------ SUPPLIED INFORMATION

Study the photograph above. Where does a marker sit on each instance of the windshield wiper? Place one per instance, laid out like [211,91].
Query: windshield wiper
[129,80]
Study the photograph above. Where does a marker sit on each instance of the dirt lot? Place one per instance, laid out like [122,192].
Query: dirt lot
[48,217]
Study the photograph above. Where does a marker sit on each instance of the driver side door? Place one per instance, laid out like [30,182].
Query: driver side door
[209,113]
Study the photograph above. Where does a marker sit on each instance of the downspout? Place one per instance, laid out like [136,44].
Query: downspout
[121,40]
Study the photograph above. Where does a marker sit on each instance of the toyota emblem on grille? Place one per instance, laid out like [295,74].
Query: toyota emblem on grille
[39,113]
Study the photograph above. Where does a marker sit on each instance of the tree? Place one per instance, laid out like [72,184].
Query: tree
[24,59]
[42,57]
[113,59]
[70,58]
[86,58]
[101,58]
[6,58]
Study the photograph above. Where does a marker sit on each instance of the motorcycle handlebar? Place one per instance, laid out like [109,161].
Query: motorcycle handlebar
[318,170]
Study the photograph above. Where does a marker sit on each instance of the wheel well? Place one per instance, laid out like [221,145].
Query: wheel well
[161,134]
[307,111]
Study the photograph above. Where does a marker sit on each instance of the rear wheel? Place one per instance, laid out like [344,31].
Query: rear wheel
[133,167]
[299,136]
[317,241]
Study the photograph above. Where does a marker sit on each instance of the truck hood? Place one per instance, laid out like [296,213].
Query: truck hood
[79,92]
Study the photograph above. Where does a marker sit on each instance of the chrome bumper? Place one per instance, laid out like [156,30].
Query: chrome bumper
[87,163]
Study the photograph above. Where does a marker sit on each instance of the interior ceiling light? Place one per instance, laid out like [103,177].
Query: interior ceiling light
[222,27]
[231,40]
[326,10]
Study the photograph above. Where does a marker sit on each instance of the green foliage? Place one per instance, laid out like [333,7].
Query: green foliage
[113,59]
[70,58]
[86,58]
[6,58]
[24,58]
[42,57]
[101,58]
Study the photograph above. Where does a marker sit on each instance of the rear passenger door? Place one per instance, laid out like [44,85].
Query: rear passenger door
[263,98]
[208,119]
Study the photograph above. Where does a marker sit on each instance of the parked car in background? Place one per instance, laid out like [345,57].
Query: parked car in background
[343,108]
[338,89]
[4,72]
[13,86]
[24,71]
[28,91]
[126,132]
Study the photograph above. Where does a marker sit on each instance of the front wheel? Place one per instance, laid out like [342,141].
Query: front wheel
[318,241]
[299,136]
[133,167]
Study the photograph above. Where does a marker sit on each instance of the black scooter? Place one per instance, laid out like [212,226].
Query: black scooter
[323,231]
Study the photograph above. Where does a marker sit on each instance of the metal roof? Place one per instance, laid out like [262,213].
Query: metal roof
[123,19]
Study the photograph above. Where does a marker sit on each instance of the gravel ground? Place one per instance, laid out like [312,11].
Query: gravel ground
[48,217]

------------

> _ACTIVITY_: Provide a verbatim reproduction of all the records.

> _REPLY_:
Study the photograph above. Where does a marker sit on each instance of the windshield wiper? Place one per instance, laid out like [211,91].
Query: windshield wiper
[129,80]
Study the photograph above. Where does a marker sit on each instance of the dirt lot? Place one per instance, laid out like [122,192].
Query: dirt lot
[48,217]
Study the photograph above. Where does a marker sit on each instance of the driver side door? Place one per instance, laid out like [30,182].
Query: driver side door
[209,113]
Study the photograph above. Where does a marker sit on each instance of the downspout? Place one per instance, laid out like [136,44].
Query: downspout
[121,40]
Study the photograph above. Where does a marker sit on each instance of the toyota emblem on grille? Place one per instance, laid out like [295,74].
Query: toyota emblem on grille
[39,113]
Study the photograph above. Where does a marker sit on each instance of the tree? Place one per instance, laid out like [72,184].
Query: tree
[24,59]
[42,57]
[113,59]
[70,58]
[86,58]
[101,58]
[6,58]
Study the photograph above. Where does a marker sit on each instance of the motorcycle handlebar? Place one per instance, laid out like [109,161].
Query: motorcycle handlebar
[318,170]
Study the photograph above. Where does a marker sit on each instance of the wheel well? Place one per instance, laid out like [221,145].
Query: wheel well
[161,134]
[307,111]
Study the photograph above. Where does a marker sit on each instance of the rear wheel? Place one per instance, laid out like [344,31].
Query: rear wheel
[133,167]
[299,136]
[317,241]
Study the photograph above. Where does a marker sit on each instance of the truck hood? Place one per instance, laid out like [296,213].
Query: truck hood
[79,92]
Study the photograph above. Where does a marker sit on each instance of the chrome bumper? Place one per instance, laid out like [156,30].
Query: chrome bumper
[87,163]
Study the photograph above. Where does a marker sit on each instance of the interior ceiling light? Place one per instance, laid out like [103,177].
Query: interior ceiling light
[222,27]
[231,40]
[326,10]
Study the photograph above. Where does a marker sit on each instance of the green foliage? Place one per instance, laid out like [333,7].
Query: green foliage
[113,59]
[70,58]
[86,58]
[6,58]
[24,58]
[42,57]
[101,58]
Study the photograph above. Where does a marker sit on each instance of the rear passenger door? Place one per instance, laid out like [44,85].
Query: rear passenger door
[263,98]
[208,119]
Study the photograph above. Where does a marker sit on each instance of the parked car in background? Place one per instance, laid out like [345,57].
Query: parked car in background
[343,108]
[338,89]
[4,72]
[13,86]
[24,71]
[28,91]
[126,132]
Study the photograph above. Where does a marker sit on each instance of the front wheel? Place one per instance, laid out like [342,141].
Query: front wheel
[318,241]
[299,136]
[133,167]
Study the photograph above. Where does a marker sit on each instance of the black scooter? Place one per instance, laid out like [212,226].
Query: black scooter
[323,231]
Study the photograph above. Where does a marker sit on each instance of the metal roof? Place one per instance, laid out like [262,213].
Query: metal roof
[123,19]
Study the photograph above. Where does a marker sit on each instance of the gravel ground? Place one per instance, laid out like [312,11].
Query: gravel ground
[48,217]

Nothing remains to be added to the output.